Problem to work on: Beginning at the line that contains "Target: wooden bench", transcribe the remaining lines of the listing exactly; include the final line and omit everything before.

Available data:

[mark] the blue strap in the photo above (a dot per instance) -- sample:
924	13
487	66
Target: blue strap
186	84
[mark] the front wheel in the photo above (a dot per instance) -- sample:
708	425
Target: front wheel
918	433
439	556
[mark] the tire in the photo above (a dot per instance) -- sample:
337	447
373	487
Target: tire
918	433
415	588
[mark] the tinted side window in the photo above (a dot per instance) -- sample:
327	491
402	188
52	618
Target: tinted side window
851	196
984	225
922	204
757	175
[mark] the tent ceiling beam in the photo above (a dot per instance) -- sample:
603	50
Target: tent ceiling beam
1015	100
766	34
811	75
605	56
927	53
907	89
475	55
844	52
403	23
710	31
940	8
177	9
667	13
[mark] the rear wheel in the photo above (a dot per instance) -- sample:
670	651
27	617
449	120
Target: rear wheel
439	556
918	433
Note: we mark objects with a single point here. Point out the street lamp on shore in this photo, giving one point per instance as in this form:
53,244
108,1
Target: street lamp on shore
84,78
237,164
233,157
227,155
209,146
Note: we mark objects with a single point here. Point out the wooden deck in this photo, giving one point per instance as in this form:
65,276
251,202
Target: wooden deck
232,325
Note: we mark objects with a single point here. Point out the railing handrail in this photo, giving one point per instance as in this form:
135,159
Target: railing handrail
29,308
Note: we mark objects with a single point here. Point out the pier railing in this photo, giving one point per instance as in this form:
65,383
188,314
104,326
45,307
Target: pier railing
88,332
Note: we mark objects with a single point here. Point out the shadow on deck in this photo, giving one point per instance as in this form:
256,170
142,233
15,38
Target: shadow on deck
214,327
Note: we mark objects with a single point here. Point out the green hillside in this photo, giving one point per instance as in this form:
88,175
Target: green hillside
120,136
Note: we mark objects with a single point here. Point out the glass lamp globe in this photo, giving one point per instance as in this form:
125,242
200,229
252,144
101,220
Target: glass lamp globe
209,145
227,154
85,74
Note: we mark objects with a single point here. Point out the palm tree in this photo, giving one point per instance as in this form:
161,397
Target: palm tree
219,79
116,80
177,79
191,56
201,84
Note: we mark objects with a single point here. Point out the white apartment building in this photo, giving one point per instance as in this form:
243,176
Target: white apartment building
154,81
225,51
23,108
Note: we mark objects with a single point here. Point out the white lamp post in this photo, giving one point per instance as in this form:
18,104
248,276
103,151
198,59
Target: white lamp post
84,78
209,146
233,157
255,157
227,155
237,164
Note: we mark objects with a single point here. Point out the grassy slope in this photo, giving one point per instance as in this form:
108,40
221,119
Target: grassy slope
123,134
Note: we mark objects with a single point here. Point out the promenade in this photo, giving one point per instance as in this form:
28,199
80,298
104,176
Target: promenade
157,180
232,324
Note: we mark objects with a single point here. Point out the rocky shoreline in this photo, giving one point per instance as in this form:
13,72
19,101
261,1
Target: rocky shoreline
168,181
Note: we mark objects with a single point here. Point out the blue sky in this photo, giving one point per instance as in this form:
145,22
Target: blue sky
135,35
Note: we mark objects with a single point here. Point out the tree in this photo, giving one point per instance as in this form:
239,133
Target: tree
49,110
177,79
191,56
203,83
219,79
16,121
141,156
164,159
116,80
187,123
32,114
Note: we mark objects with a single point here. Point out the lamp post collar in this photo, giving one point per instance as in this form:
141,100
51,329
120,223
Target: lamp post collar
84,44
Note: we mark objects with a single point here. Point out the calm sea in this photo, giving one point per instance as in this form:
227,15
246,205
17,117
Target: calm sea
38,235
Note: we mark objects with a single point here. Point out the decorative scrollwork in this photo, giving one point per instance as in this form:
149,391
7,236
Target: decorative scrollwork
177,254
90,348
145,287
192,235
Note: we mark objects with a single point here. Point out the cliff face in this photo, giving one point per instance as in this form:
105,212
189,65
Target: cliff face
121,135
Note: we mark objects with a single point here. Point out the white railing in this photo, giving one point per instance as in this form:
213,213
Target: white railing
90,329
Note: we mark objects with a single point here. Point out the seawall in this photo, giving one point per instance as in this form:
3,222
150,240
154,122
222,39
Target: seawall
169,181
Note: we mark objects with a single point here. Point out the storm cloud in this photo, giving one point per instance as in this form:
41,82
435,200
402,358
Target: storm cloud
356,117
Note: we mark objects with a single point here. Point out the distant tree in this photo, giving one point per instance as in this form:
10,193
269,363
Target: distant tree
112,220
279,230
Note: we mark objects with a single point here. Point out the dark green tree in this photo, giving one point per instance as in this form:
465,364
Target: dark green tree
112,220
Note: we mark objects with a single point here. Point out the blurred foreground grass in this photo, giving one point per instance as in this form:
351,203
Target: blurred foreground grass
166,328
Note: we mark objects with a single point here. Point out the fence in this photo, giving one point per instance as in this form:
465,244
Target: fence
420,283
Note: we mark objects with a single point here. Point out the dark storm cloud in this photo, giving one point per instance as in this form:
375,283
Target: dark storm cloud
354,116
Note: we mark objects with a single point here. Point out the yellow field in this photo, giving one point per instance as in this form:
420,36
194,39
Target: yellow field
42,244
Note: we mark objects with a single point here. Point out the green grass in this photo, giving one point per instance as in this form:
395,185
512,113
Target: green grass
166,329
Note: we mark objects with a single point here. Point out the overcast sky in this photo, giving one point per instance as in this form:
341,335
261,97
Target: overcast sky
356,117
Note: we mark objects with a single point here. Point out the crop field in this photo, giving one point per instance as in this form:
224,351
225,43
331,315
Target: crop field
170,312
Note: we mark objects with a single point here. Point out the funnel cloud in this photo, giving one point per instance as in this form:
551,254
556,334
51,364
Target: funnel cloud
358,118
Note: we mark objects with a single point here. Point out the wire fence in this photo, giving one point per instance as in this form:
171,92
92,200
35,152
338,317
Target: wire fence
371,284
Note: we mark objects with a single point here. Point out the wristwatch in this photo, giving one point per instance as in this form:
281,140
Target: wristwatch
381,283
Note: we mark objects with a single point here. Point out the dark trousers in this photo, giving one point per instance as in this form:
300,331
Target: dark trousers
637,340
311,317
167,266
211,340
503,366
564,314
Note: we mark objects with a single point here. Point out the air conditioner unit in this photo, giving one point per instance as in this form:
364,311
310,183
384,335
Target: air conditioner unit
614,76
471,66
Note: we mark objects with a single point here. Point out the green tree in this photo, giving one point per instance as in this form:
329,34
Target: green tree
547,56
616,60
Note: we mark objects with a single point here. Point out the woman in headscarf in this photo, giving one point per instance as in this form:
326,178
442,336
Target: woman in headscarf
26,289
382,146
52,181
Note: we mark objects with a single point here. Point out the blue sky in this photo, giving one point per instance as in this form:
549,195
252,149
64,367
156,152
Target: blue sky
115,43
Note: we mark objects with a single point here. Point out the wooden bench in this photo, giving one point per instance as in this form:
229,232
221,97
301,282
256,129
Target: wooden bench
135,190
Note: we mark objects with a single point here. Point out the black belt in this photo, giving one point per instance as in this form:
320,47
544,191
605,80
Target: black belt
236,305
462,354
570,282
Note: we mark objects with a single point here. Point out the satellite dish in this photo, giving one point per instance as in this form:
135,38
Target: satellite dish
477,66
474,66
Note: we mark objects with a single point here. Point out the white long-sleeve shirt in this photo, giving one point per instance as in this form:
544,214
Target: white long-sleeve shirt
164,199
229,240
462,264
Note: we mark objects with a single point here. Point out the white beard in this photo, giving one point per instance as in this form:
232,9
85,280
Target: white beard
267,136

Written response:
Target: wooden bench
135,190
Note: we mark objects with a single point here. Point out the black belt in this photo, giving one point per instance as in this form:
320,47
544,191
605,80
Target: black belt
236,305
462,354
570,282
Note: we mark objects with a single point here. Point out the satellite dish in this photo, giving one point per instance as in this form:
135,38
Target: satellite dish
477,66
474,66
Note: we mark objects with a single point here. Point out the white long-sleeve shirt in this photo, giving one point per instance as in this form:
544,214
Target: white long-sleeve shirt
164,199
229,240
462,264
Note: we mark objects with a single point here. Point out the white beard in this photo, giving one point per instance as in this form:
232,9
85,280
Target: white beard
267,136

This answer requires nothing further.